Last Friday at 11:00 PM I emailed the finished manuscript of my book to my agent and editor. At this point, it is hard to know how long it has taken to refine this book from the first gleam of an idea to completion. But it has been almost three years since I finished my last book and started to develop this idea. The story has been through several iterations in that time. At one point I got so frustrated with it I even set it aside to work on something else. So it is obviously an enormous relief to be done with it.
The story in its final version involves a 14-year-old boy accused of murdering a classmate in a comfortable Boston suburb. My film agent described it, in perfect filmspeak, as “Presumed Innocent” meets “Ordinary People,” which puts you in the right ballpark at least. But the story began life as something quite different. The germ of the idea was simply: father watches his son accused of murder and wonders, “Who is this stranger I have raised?”
What first caught my imagination was the sight of defendants’ parents sitting stoically in the back of a courtroom during a trial. What is it like for them? I have seen crime stories told from the point of view of criminals and victims, but here was a player whose misery goes unnoticed. In a way, they are blameless victims, too.
The parents’ situation also gets at a question that was on my mind, not about crime but crime novels: why do good people who would never dream of stealing a piece of gum read with pleasure about bloody murder? The question is not limited to crime novels. Stories about crime dominate the news, too, for the simple reason that people watch them. We have always been fascinated with crime dramas. Some of the oldest stories we have are crime stories.

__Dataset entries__
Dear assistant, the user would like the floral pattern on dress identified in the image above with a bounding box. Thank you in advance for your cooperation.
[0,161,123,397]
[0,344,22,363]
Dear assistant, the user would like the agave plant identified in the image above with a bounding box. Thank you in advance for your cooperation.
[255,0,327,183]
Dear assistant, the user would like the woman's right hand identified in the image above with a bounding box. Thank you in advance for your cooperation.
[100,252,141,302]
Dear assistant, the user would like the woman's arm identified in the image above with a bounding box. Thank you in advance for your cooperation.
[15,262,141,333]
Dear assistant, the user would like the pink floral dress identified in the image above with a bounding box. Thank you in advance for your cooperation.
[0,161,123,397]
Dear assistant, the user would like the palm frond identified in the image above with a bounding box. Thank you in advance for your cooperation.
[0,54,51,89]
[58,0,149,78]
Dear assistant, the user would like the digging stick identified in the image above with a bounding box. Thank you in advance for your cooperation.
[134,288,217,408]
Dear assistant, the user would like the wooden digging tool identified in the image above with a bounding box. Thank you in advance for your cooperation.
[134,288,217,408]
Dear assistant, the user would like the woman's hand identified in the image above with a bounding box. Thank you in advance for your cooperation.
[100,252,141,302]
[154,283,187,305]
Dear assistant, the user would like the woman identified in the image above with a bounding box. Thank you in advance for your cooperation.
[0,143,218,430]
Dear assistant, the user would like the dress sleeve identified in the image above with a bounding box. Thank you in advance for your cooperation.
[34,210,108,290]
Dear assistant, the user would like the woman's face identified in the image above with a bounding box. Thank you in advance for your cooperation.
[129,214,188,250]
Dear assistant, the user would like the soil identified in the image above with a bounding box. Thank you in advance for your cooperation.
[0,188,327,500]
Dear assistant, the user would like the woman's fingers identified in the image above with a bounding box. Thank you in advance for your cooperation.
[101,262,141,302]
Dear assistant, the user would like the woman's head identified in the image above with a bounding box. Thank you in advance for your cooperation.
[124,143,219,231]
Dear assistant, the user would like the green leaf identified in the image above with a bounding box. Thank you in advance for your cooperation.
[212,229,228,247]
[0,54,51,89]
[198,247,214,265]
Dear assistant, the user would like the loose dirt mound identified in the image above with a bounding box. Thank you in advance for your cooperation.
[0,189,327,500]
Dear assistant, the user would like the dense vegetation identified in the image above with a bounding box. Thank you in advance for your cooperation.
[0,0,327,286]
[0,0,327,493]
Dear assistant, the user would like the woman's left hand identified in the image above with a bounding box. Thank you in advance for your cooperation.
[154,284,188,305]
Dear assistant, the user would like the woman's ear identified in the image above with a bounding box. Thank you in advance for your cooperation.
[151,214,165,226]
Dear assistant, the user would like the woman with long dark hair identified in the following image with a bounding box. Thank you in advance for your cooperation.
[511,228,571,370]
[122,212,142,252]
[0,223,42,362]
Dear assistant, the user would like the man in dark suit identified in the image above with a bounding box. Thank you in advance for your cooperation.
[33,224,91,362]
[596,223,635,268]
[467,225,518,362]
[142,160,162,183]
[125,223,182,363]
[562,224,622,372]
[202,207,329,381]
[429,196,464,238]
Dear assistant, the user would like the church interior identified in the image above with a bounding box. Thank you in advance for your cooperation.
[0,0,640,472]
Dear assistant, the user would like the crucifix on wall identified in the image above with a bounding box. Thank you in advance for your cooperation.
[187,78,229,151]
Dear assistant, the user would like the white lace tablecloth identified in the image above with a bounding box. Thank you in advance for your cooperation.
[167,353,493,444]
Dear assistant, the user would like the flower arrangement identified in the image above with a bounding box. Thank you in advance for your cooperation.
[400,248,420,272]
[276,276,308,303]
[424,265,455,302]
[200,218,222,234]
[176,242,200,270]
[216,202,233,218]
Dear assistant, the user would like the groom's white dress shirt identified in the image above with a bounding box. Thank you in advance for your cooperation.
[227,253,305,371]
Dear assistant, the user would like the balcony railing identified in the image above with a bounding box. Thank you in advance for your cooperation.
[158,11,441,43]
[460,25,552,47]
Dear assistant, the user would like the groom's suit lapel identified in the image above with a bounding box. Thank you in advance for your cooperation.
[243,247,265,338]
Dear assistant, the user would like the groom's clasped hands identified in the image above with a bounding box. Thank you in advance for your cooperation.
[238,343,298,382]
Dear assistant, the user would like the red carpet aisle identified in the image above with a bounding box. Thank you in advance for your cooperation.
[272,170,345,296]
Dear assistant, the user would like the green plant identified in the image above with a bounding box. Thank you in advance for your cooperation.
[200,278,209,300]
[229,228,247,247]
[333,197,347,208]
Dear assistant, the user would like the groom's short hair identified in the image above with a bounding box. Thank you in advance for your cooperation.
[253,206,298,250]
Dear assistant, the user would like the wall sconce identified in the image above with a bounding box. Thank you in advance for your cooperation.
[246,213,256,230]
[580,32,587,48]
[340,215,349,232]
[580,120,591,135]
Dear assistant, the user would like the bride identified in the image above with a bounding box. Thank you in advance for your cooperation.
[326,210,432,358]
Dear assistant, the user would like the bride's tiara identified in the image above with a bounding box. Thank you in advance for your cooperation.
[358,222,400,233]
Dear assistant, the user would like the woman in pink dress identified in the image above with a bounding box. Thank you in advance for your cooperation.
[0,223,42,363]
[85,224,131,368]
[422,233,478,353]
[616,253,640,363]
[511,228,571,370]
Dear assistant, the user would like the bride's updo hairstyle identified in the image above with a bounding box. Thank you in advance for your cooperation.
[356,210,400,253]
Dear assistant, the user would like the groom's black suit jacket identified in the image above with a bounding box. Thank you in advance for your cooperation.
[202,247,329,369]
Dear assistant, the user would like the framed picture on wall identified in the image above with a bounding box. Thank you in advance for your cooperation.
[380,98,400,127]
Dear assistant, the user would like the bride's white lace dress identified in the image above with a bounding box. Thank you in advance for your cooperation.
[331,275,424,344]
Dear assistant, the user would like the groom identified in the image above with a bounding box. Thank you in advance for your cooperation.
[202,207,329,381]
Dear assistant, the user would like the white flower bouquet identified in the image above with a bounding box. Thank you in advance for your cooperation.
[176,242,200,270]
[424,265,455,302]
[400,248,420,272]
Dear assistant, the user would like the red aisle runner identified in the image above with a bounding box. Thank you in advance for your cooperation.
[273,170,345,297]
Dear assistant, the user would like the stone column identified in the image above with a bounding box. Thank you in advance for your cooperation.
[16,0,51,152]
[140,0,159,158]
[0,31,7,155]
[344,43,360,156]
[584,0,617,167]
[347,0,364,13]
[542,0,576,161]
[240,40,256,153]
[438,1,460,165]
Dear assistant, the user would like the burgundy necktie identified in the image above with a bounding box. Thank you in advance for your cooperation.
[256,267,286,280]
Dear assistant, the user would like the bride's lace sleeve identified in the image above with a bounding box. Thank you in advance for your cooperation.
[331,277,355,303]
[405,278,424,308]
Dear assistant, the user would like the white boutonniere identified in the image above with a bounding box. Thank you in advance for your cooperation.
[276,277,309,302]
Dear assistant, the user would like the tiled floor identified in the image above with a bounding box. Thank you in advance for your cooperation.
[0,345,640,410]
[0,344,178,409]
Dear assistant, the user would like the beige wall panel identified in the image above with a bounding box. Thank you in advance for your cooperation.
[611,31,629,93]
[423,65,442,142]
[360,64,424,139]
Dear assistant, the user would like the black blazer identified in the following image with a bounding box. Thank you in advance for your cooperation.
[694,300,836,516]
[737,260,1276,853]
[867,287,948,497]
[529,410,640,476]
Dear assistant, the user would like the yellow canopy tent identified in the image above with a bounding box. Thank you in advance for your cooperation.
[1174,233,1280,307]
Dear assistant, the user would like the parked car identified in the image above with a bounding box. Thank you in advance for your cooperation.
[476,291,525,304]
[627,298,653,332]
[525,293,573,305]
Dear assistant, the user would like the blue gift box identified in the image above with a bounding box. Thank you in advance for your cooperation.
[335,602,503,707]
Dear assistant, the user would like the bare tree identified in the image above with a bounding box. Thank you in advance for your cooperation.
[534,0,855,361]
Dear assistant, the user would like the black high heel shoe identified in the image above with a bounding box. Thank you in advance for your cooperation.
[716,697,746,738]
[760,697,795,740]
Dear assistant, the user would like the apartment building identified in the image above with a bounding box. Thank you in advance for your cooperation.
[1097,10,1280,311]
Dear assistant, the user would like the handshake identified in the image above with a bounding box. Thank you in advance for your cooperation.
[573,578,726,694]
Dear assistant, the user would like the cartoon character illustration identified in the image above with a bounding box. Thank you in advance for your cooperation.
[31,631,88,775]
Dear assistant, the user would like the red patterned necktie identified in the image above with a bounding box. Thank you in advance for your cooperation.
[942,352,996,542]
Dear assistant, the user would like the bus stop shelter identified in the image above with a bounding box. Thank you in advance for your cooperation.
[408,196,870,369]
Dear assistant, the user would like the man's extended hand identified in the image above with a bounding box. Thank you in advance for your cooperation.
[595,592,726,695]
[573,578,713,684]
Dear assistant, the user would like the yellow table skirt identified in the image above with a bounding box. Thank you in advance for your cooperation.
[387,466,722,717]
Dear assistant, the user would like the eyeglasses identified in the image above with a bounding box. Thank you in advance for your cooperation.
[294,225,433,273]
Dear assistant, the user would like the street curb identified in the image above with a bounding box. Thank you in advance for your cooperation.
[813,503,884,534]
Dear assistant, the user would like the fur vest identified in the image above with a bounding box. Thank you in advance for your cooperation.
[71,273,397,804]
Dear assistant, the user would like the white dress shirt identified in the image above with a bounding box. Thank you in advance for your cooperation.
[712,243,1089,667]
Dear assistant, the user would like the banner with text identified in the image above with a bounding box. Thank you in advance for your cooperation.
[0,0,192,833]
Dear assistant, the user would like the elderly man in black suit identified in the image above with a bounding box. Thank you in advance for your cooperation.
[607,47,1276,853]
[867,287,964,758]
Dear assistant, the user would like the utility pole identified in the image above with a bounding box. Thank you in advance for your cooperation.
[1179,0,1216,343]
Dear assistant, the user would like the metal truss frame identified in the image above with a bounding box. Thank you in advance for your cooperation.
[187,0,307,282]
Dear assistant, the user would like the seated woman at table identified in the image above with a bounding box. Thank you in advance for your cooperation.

__Task 1__
In the account of finishing the novel manuscript, why is completing the book an enormous relief to the author? Answer in one to three sentences.
__Task 2__
Write the next part of the account of finishing the novel manuscript, beginning after its final sentence.

__Expected answer 1__
Almost three years have passed since the author finished the previous book and began developing this idea, and the story went through several iterations in that time. At one point the author grew so frustrated with it that it was set aside for other work.

__Expected answer 2__
I think that in crime stories we must see some reflection of ourselves. Just as the Oedipus story — the first detective story, reputedly — enacts a primal instinct, so do other crime stories resonate with us by touching fantasies and fears we only dimly understand. “Bad men do what good men dream,” as one observer puts it.
The audience’s fascination with crime is especially poignant in the case of the murderer’s parents. Here the identification with the criminal is more than an imaginative projection, because every parent identifies so closely with her child. Genetically and socially, the child is made of the same stuff as the parents in some mysterious combination of nature and nurture. So, when those parents sitting in the back of the courtroom ask, “What does this story say about me?”, they are asking the same question as the reader curled up in bed with a crime novel — they simply have more at stake in the answer.
These were some of the ideas I wanted to tease out in this novel. Now, finally, it is written. There will be more work to do, of course. What I have handed in is just a draft. There will be rewriting. Depending on what my editor thinks of the pages, there may be a lot of rewriting. But the hardest part is done, not just the writing itself, going from a blank page to a finished manuscript, but the conceptual work — going from that first dim inspiration to seeing the story before you. Some of the hardest work is done, invisibly, before you write that first sentence.